• Exercise directions
Copy everything from "In the world" down to "socially and politically." in the Anno Dracula review, replacing "vampire virus" with "vampire curse".

Today it’s one of my all time favourite books, Anno Dracula by Kim Newman, first published in 1992 by Simon and Schuster. Alternative history with vampires!
In the world of Anno Dracula, Van Helsing lost and Dracula triumphed, killing Jonathan Harker and taking Mina Harker into his harem of vampire brides.
Uncontested, Dracula continues to spread his vampire virus across Europe and a class of undead vampires emerges. Then Count Dracula takes the ultimate bride, the widowed Queen Victoria and Britain is increasing dominated by vampires both socially and politically.
The relationship between the two groups is on a knife’s edge as the vampires gain more and more power, and many humans voluntarily choosing to ‘turn’ into the undead while the “warms” stand by, in resentment. And things get even more volatile when someone starts killing vampire prostitutes in Whitechapel.
Yes, that’s right – alternate history with vampires and Jack the Ripper.

• Dataset extract
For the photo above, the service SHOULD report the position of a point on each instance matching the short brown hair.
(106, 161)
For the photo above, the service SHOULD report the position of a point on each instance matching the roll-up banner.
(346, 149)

• Written answer
In the world of Anno Dracula, Van Helsing lost and Dracula triumphed, killing Jonathan Harker and taking Mina Harker into his harem of vampire brides.
Uncontested, Dracula continues to spread his vampire curse across Europe and a class of undead vampires emerges. Then Count Dracula takes the ultimate bride, the widowed Queen Victoria and Britain is increasing dominated by vampires both socially and politically.